Rescale the answer coordinates in the entries below, starting from the line containing "In the photo above, where can the watch" and running through the end of the entries, inclusive. Reproduce every line in that span, requests included, and multiply each answer coordinate by 1.75, rounding to whole numbers with halves rounded up; leave the requests and their format samples unchanged.

*-*-*

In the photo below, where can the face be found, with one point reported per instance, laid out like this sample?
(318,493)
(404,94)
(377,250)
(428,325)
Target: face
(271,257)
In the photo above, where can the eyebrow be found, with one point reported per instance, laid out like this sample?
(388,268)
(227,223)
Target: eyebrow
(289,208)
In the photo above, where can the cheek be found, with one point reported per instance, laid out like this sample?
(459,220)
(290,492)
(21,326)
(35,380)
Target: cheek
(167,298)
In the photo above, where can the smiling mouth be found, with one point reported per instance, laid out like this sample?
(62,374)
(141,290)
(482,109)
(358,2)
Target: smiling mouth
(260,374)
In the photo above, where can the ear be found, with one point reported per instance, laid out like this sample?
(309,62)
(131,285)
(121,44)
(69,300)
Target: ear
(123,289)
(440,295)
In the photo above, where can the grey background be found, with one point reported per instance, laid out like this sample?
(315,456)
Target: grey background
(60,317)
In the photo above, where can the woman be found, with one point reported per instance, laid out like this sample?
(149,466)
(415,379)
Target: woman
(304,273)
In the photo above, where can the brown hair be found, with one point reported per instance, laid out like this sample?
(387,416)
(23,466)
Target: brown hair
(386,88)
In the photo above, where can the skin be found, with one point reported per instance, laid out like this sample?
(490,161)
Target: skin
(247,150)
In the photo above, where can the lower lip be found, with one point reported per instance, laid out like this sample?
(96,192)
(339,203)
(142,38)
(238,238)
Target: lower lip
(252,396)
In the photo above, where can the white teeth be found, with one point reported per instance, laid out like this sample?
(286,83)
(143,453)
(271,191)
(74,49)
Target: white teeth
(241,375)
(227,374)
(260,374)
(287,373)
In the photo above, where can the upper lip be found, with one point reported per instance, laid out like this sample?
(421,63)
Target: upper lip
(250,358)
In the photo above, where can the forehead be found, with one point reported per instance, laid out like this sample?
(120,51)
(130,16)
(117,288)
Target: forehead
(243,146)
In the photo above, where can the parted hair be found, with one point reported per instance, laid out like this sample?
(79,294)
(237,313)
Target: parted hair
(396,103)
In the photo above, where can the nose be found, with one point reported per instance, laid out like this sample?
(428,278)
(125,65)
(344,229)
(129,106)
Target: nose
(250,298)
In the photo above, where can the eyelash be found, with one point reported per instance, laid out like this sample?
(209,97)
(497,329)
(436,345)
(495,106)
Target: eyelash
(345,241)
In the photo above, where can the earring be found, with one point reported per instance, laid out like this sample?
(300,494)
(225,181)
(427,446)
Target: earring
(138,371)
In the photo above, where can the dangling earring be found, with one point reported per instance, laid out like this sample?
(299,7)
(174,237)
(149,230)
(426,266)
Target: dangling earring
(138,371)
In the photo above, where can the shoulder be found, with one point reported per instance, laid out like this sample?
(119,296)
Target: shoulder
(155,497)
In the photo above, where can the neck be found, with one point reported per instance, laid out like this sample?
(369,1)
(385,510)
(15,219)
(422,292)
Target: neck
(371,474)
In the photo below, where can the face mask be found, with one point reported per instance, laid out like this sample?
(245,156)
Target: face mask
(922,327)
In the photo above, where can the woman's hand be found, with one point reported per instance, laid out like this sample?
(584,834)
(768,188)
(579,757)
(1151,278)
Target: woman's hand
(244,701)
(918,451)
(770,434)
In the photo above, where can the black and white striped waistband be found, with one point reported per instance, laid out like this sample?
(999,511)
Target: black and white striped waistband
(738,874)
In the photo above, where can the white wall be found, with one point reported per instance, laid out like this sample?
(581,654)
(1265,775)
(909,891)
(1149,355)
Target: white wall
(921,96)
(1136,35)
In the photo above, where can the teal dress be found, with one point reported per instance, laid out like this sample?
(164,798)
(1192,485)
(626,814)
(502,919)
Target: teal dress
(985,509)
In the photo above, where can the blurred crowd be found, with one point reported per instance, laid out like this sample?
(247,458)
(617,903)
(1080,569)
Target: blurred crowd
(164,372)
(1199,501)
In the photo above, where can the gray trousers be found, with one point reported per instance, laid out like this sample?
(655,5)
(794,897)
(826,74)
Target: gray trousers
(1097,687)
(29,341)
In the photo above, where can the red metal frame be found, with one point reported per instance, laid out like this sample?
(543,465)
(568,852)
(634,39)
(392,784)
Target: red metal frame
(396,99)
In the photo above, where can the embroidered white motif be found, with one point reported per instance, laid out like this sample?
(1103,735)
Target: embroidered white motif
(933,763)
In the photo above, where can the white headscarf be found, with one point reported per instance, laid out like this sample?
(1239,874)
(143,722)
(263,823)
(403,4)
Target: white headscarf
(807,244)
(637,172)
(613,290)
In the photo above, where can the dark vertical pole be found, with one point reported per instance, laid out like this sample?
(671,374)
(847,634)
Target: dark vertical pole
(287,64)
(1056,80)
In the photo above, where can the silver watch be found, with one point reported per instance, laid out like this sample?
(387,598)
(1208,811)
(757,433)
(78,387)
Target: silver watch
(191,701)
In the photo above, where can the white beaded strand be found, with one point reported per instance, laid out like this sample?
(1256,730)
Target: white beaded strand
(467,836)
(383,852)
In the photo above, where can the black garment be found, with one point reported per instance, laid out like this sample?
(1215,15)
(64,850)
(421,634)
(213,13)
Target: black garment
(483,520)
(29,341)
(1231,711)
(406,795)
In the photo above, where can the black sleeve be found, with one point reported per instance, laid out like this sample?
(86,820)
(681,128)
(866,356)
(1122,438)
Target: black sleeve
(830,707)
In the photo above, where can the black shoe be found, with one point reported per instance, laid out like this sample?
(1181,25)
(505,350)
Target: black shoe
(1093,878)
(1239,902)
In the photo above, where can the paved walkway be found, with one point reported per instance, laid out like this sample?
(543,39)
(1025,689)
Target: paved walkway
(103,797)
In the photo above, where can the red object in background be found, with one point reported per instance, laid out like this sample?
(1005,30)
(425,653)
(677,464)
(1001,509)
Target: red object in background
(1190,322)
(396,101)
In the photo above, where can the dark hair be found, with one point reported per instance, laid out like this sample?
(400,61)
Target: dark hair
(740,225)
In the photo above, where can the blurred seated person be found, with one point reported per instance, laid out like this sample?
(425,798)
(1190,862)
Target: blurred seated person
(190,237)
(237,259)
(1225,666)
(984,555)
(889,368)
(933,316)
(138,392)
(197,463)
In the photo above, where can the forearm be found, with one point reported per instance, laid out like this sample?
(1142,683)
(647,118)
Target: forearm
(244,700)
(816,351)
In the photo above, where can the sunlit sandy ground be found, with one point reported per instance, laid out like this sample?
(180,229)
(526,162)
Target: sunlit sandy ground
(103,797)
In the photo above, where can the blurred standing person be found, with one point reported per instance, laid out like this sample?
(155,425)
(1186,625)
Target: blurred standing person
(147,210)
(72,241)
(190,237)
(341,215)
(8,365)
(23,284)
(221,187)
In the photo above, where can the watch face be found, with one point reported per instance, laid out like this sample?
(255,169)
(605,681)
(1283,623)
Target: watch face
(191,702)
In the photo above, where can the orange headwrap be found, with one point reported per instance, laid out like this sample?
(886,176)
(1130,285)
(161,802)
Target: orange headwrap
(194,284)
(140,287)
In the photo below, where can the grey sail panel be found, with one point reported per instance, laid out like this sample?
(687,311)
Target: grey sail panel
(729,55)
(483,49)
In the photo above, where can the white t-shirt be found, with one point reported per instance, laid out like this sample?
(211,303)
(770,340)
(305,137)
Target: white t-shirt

*-*-*

### COMPLETED TASK
In the photo above, where can the watch face be found, with one point reported per instance, laid out like this sample?
(255,169)
(605,681)
(1283,623)
Target: watch face
(334,1229)
In the photo above, where can the orange headwrap be found, with one point reported per instance, laid out like this sample?
(886,176)
(1130,285)
(161,802)
Target: orange headwrap
(340,497)
(245,502)
In the photo below, where can the grey sail panel be found, with one point reported per instance, laid out like this sample?
(687,311)
Target: grey sail panel
(1276,96)
(845,86)
In the photo above, where can the white t-shirt be found, with one point reported per instance, laid out like this sample?
(211,303)
(770,340)
(305,137)
Target: white t-shirt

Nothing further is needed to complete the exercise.